### STATED EXERCISE
Rewrite the data below, replacing "white gable trim" with "white window frame" wherever it occurs and keeping everything else unchanged. Leave the pictures out of your version.

[Coordinate annotation entries]
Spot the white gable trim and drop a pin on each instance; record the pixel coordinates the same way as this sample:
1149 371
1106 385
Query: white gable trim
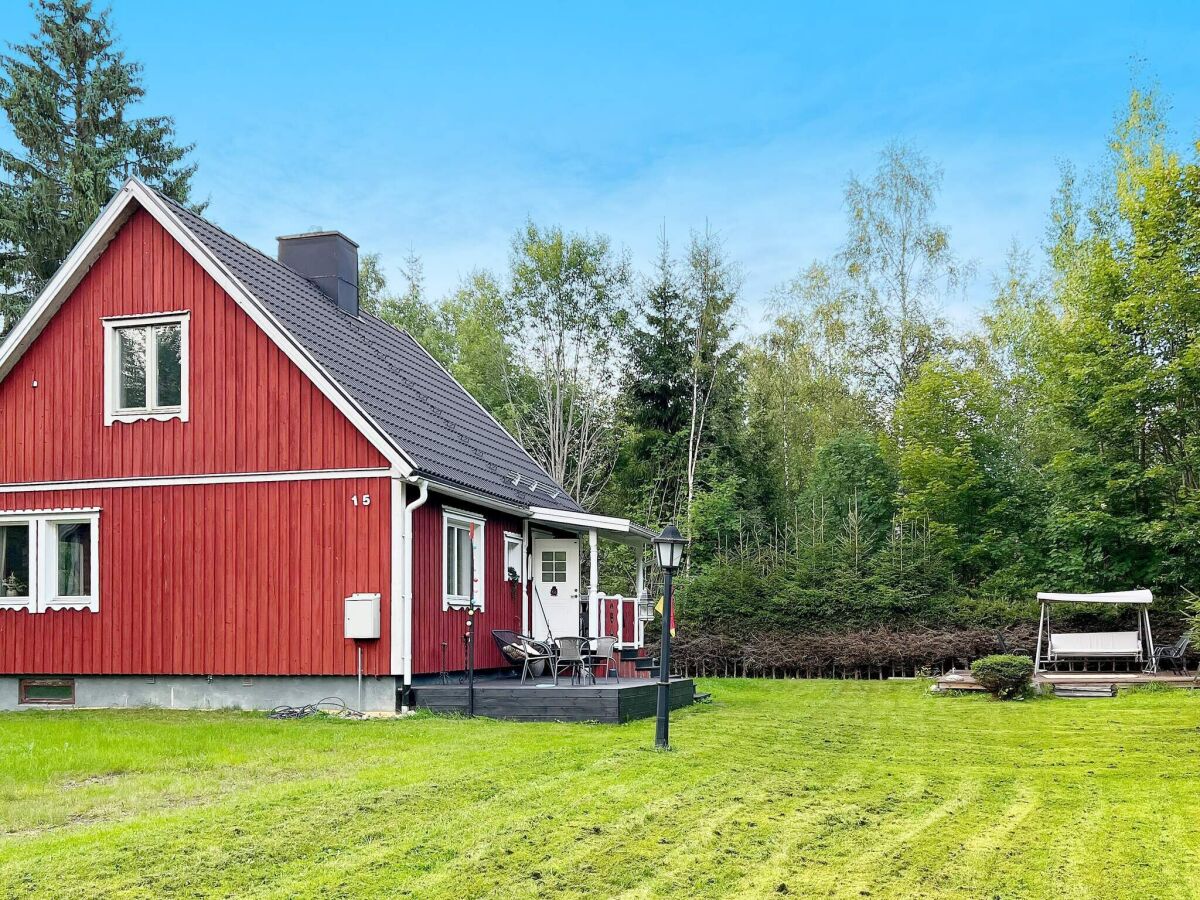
96 239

### EXERCISE RESULT
Spot the white window frame and drop a pin on each instance; record the pixel coordinates the same way as this sample:
1149 371
1106 385
Query: white window frame
96 239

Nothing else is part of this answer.